Aim of the exercise>
Could you transcribe the passage on aligning sequences to germline VH and JH genes, starting at "Take for example" and ending at "of 13 nucleotides."?

Quoted passage>
————

Raw sequences were aligned against all possible germline VH and JH from IgBLAST. Each sequence was assigned the VH and JH segments that had the highest number of overlapping nucleotides, assuming no deletion or insertion occurred. Since we did not attempt to identify DH at this stage, we defined L as the distance between VH and JH by positioning the germline VH and JH genes on the observed sequence and determining the distance between the end of VH and the beginning of JH. See Figure.
Take for example the following sequences:
>1_11_10_8_27_34_11_8_GO4TH0H01ARBNQ rank=0093876 x=194.0 y=308.0 length=477;IGHV1-18 286 2 1;IGHD6-13 13 0 1;IGHJ6 53 0 1;CARVSSSSWHYYGMDVW;;IGHM 113 0 1
TGGTAACACAAACTATGCACAGAAGCTCCAGGGCAGAGTCACCATGACCACAGACACATCCACGA GCACAGCCTACATGGAGCTGAGGAGCCTGAGATCTGACGACACGGCCGTGTATTACTGTGCGAGAG TGTCTAGCAGCAGCTGGCACTACTACGGT
>45_34_2_1_46_40_7_9_GO4TH0H01BQI53 rank=0047658 x=595.0 y=505.0 length=503;IGHV3-11 279 2 1;;IGHJ2 49 0 1;;;IGHM 99 1 1
TAGTATCATATACTACGCAGACTCTGTGAAGGGCCGATTCACCATCTCCAGGGACAACGCCAAGA ACTCACTGTATCTGCAAATGAACAGCCTGAGAGCCGAGGACACGGCCGTGCGAGAGACGATAGCA GTGGCTCCCACGACTATTGGTACTTCGATCTCT…
For example, the first sequence was classified with V=1, J=10 and a distance of 10 nucleotides between them, and the second sequence with V=45 and J=2 and a distance of 13 nucleotides.

————

Data excerpts>
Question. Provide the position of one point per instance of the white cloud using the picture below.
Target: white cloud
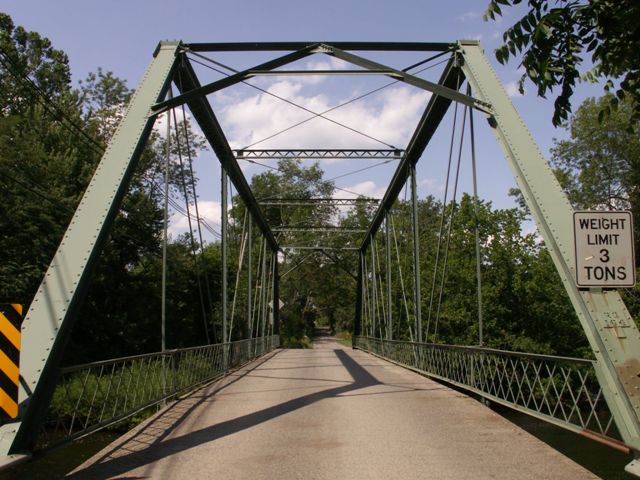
(367, 188)
(469, 16)
(210, 211)
(390, 117)
(512, 89)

————

Finished exercise>
Take for example the following sequences:
>1_11_10_8_27_34_11_8_GO4TH0H01ARBNQ rank=0093876 x=194.0 y=308.0 length=477;IGHV1-18 286 2 1;IGHD6-13 13 0 1;IGHJ6 53 0 1;CARVSSSSWHYYGMDVW;;IGHM 113 0 1
TGGTAACACAAACTATGCACAGAAGCTCCAGGGCAGAGTCACCATGACCACAGACACATCCACGA GCACAGCCTACATGGAGCTGAGGAGCCTGAGATCTGACGACACGGCCGTGTATTACTGTGCGAGAG TGTCTAGCAGCAGCTGGCACTACTACGGT
>45_34_2_1_46_40_7_9_GO4TH0H01BQI53 rank=0047658 x=595.0 y=505.0 length=503;IGHV3-11 279 2 1;;IGHJ2 49 0 1;;;IGHM 99 1 1
TAGTATCATATACTACGCAGACTCTGTGAAGGGCCGATTCACCATCTCCAGGGACAACGCCAAGA ACTCACTGTATCTGCAAATGAACAGCCTGAGAGCCGAGGACACGGCCGTGCGAGAGACGATAGCA GTGGCTCCCACGACTATTGGTACTTCGATCTCT…
For example, the first sequence was classified with V=1, J=10 and a distance of 10 nucleotides between them, and the second sequence with V=45 and J=2 and a distance of 13 nucleotides.